LISTING:
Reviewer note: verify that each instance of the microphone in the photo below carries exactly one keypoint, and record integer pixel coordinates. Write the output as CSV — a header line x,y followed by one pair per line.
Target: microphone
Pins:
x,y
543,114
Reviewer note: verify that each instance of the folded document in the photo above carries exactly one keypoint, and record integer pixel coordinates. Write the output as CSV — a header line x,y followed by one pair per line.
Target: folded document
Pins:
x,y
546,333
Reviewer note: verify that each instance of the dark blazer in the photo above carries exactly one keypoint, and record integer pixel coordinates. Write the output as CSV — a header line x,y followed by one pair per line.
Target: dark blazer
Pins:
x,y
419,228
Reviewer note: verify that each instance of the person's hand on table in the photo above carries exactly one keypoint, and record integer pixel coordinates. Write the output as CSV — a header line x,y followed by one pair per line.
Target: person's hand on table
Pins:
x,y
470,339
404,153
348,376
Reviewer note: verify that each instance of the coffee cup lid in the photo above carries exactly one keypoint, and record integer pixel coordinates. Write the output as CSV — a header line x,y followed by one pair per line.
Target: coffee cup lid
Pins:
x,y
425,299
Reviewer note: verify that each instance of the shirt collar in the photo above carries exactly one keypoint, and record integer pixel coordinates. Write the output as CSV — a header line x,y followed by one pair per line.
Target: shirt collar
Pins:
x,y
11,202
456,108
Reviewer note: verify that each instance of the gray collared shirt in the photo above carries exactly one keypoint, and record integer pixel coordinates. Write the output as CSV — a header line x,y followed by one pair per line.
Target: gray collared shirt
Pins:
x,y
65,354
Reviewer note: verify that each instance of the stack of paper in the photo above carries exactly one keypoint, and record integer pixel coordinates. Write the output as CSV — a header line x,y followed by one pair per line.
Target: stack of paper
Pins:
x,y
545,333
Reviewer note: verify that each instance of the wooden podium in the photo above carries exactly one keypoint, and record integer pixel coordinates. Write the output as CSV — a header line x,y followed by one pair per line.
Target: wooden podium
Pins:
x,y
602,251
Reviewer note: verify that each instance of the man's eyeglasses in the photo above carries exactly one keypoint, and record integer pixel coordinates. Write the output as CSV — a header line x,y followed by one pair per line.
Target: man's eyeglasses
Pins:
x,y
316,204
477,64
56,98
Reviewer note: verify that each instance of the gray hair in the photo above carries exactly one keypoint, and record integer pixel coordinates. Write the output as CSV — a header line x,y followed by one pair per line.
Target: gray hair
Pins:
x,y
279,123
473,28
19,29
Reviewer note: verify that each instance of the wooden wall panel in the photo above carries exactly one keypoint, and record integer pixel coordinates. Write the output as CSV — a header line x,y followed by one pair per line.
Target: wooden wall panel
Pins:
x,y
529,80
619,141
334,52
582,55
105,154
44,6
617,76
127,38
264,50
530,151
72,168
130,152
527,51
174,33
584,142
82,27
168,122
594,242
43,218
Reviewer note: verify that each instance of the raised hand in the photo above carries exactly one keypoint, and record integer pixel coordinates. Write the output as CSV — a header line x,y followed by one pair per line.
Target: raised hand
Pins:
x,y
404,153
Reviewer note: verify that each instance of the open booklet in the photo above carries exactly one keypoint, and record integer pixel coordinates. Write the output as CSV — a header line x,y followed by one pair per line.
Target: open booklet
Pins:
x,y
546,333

--

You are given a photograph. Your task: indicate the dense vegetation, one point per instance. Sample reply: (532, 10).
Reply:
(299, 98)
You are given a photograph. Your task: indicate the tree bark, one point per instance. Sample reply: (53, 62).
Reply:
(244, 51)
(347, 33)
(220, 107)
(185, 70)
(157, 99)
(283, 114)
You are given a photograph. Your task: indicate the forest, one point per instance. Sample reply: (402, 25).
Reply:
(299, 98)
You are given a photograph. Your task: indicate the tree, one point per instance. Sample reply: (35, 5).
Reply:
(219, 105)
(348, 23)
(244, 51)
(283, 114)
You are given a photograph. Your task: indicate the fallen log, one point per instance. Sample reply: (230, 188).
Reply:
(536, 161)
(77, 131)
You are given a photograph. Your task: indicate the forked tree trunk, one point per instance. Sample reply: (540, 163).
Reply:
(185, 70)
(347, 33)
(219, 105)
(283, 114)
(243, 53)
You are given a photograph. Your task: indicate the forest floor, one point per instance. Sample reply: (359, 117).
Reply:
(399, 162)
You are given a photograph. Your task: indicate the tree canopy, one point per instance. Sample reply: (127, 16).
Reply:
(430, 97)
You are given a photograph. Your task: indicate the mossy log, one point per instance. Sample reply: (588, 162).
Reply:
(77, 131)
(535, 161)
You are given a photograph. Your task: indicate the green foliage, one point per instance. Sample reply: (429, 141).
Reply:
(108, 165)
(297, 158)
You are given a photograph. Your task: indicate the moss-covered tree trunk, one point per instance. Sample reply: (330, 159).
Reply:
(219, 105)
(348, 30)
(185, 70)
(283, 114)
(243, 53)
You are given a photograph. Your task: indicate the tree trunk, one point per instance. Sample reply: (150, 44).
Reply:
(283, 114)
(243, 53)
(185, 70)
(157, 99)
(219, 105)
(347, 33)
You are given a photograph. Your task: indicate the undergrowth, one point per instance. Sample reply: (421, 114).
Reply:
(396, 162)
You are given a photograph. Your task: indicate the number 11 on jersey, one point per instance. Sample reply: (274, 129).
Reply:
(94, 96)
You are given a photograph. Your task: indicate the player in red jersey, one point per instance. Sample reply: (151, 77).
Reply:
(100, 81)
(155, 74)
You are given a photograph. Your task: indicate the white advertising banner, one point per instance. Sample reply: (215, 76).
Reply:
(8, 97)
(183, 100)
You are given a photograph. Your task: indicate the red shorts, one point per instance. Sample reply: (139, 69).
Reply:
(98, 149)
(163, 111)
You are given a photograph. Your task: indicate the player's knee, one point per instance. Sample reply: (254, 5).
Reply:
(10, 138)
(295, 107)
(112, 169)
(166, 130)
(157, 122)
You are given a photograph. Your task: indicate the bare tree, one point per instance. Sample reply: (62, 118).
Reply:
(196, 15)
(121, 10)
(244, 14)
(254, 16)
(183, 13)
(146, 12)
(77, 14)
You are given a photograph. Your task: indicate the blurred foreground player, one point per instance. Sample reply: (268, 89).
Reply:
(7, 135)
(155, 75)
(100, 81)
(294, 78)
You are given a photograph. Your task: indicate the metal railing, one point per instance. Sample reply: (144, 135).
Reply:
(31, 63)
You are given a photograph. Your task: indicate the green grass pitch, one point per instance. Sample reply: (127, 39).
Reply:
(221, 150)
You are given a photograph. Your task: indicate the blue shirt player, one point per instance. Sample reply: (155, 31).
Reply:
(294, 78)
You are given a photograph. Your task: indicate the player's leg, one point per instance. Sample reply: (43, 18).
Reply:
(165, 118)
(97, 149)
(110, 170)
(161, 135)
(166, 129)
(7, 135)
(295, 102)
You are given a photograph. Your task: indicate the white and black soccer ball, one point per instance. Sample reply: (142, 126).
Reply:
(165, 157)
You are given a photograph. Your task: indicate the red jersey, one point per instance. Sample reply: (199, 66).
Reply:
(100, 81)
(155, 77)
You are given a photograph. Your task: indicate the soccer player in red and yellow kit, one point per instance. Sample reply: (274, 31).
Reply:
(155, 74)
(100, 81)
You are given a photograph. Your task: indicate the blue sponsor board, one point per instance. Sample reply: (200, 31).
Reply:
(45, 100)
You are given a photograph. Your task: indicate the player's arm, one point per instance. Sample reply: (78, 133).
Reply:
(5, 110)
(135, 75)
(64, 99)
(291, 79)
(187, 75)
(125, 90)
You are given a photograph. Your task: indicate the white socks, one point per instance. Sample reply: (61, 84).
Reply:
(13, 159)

...

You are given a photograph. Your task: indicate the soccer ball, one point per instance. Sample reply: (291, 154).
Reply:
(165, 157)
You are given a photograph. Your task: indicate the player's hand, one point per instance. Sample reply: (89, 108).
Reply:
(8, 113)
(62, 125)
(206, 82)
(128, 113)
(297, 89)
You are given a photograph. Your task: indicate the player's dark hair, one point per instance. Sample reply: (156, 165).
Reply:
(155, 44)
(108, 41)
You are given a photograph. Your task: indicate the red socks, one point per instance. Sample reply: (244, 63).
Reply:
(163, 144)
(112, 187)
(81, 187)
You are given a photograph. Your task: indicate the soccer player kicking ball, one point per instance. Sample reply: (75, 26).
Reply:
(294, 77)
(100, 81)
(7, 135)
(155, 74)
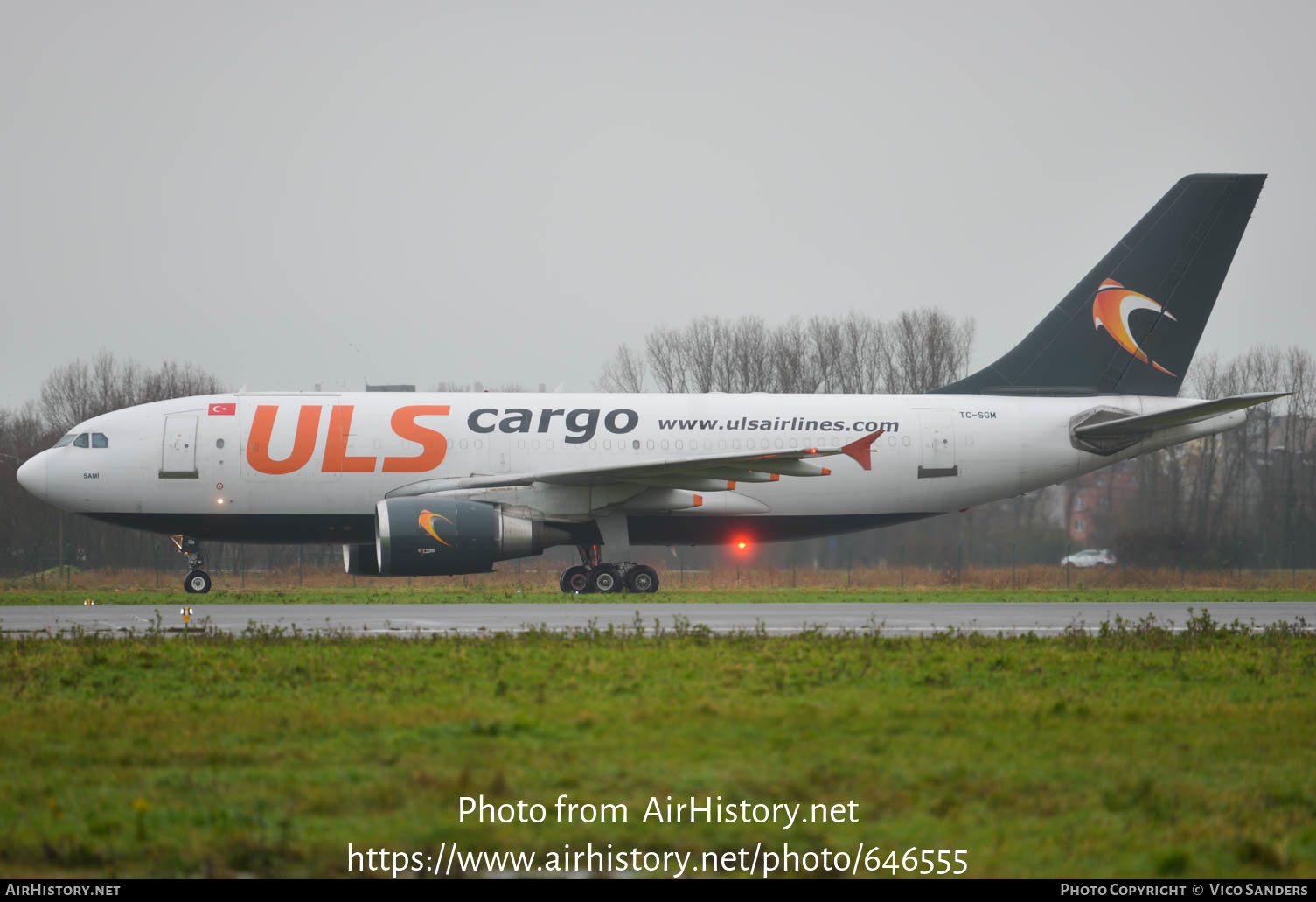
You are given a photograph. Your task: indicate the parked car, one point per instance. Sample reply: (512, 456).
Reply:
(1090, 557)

THE PROBLEM: Find every row above that contains the word "booklet", treating uppercase and lowercase as different, and copy each of those rows in full.

EXPECTED ANSWER:
Reviewer note: verify that each instance of the open booklet in the photo above carries exactly one keypoint, and record integer pixel coordinates. Write the output as CSV — a header line x,y followed by one pair per line.
Target: open booklet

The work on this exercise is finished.